— Start Excerpted data —

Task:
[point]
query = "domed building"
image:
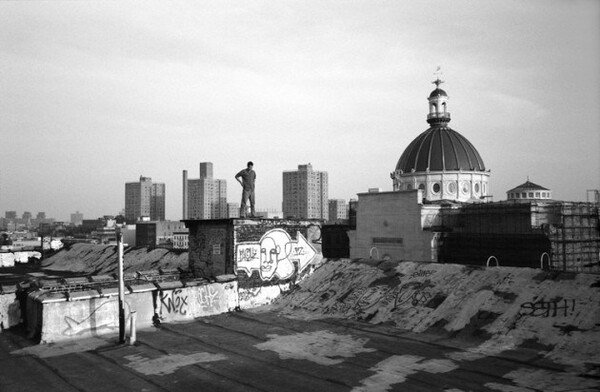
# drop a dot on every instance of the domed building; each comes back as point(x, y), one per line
point(440, 161)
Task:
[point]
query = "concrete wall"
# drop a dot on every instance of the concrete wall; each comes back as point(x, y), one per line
point(188, 303)
point(265, 254)
point(272, 254)
point(57, 316)
point(391, 223)
point(10, 311)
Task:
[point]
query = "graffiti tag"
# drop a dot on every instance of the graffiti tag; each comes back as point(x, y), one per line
point(173, 301)
point(422, 274)
point(556, 308)
point(208, 297)
point(274, 255)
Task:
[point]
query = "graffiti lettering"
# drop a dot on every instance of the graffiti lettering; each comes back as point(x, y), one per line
point(422, 274)
point(298, 251)
point(558, 308)
point(173, 302)
point(247, 254)
point(275, 255)
point(208, 297)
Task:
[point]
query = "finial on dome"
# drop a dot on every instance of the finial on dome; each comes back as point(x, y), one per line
point(437, 74)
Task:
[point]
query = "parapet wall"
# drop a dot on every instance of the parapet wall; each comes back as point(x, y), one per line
point(54, 316)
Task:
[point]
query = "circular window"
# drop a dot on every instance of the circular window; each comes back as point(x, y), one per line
point(465, 188)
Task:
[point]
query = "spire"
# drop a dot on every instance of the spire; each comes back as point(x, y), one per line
point(437, 74)
point(438, 100)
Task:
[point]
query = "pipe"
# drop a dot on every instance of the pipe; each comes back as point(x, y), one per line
point(132, 327)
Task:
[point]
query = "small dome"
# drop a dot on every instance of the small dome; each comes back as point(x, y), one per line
point(437, 93)
point(440, 149)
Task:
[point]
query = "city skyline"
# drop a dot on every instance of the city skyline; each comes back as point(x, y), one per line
point(96, 93)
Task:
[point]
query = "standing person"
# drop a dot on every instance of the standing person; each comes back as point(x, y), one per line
point(248, 177)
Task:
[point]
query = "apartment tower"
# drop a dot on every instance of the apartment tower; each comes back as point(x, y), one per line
point(204, 197)
point(305, 193)
point(144, 199)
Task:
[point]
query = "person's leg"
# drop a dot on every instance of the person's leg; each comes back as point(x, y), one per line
point(243, 210)
point(251, 197)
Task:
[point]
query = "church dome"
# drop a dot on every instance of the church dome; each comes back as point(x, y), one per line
point(441, 163)
point(440, 149)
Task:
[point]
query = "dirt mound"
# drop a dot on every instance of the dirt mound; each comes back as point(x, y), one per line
point(102, 259)
point(490, 310)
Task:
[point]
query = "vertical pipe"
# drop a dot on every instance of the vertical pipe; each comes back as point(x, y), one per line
point(132, 327)
point(184, 196)
point(121, 290)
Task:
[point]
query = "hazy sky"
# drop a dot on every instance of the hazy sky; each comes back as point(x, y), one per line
point(94, 94)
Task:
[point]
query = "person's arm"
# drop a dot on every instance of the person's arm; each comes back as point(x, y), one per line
point(237, 177)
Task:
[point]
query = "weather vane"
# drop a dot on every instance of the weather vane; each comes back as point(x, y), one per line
point(437, 74)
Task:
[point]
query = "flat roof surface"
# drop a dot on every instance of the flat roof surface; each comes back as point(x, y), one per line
point(267, 351)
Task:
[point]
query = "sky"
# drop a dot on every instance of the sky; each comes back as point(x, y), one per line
point(94, 94)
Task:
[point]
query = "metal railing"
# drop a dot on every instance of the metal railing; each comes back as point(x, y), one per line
point(438, 115)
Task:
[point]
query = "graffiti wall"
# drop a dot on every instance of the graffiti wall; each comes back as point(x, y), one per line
point(192, 302)
point(10, 311)
point(52, 318)
point(271, 256)
point(64, 320)
point(275, 255)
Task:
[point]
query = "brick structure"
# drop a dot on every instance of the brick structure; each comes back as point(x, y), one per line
point(261, 252)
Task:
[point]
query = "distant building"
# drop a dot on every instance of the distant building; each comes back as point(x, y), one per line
point(233, 210)
point(338, 210)
point(305, 193)
point(529, 191)
point(269, 214)
point(144, 198)
point(157, 233)
point(181, 240)
point(76, 218)
point(205, 197)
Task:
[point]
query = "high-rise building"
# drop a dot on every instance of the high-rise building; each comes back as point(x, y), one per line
point(338, 210)
point(77, 218)
point(233, 210)
point(305, 193)
point(204, 197)
point(144, 199)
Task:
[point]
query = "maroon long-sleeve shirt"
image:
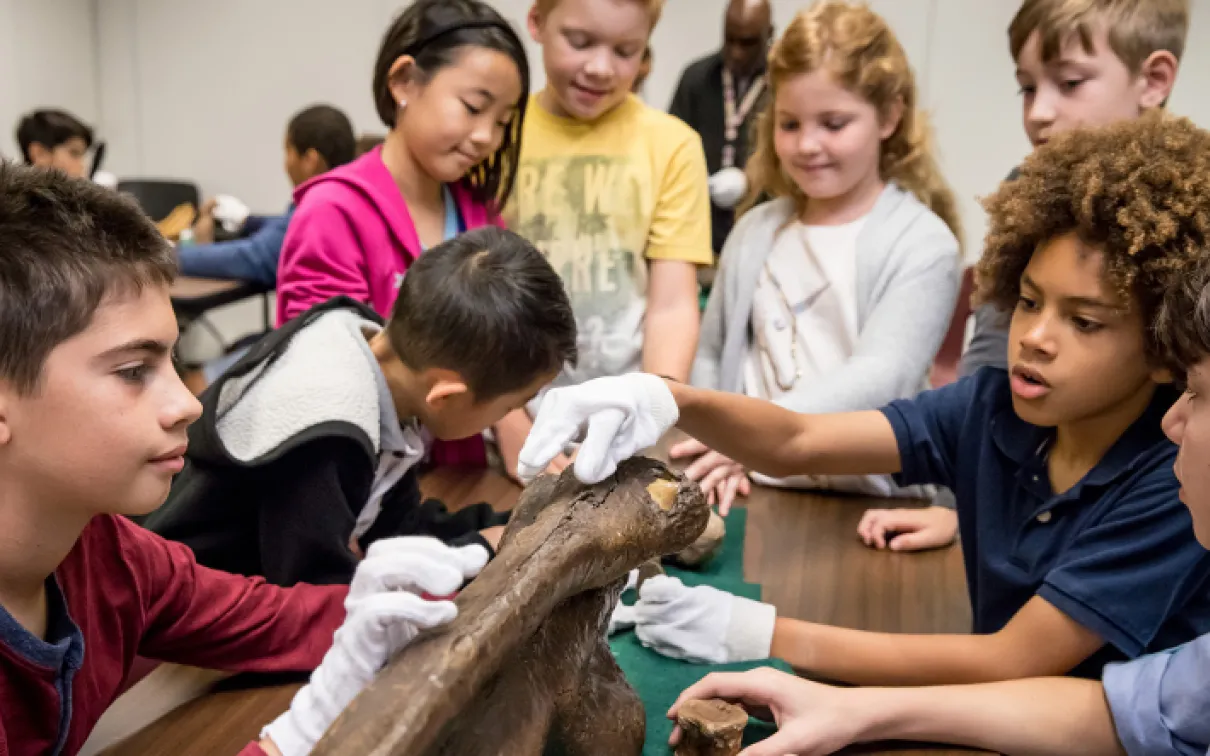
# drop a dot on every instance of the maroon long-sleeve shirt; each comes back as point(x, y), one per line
point(124, 592)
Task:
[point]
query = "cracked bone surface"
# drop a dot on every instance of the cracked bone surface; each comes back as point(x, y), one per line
point(525, 665)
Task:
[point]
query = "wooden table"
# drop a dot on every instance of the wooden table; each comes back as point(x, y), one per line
point(802, 548)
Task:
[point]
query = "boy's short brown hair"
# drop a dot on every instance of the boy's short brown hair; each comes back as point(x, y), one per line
point(654, 7)
point(1138, 191)
point(1136, 28)
point(64, 246)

— End Excerpted data —

Can you repeat the rows starting at the beginning and ending at the line holding "point(438, 100)", swapping "concrete wall" for "stone wall" and changing nothing else? Leave the pictures out of your answer.

Task:
[point]
query = "domed building"
image:
# drop a dot on every instance of the domed building; each comes back as point(x, y), one per line
point(440, 161)
Task:
[point]
query = "stone wall"
# drop a dot on every instance of the stone wall; each comes back as point(x, y), one per line
point(188, 303)
point(265, 254)
point(272, 254)
point(57, 316)
point(391, 223)
point(10, 311)
Task:
[point]
query = "graffiti tag"
# drop a dot on every instance of the graffiti tag; each comes back as point(x, y), one per line
point(173, 301)
point(422, 274)
point(556, 308)
point(208, 297)
point(274, 255)
Task:
[point]
query = "graffiti lettering"
# drop a dot on every instance of the graffiti lettering; each comes back as point(x, y), one per line
point(422, 274)
point(298, 251)
point(558, 308)
point(173, 302)
point(247, 254)
point(275, 255)
point(208, 297)
Task:
[point]
query = "finial on dome"
# drop a dot on every instance of the finial on dome; each comes back as point(x, y), one per line
point(437, 74)
Task:
[point]
query = "parapet wall"
# drop a dot on every instance of the parapet wall; each comes back as point(x, y), one per line
point(54, 316)
Task:
[point]
query = "circular window"
# drop a dot on every instance of the circular window; each comes back as point(x, y), one per line
point(465, 188)
Task:
[point]
query = "spire"
# drop a dot on every instance of the spire; each comes back as point(x, y), one per line
point(437, 74)
point(438, 100)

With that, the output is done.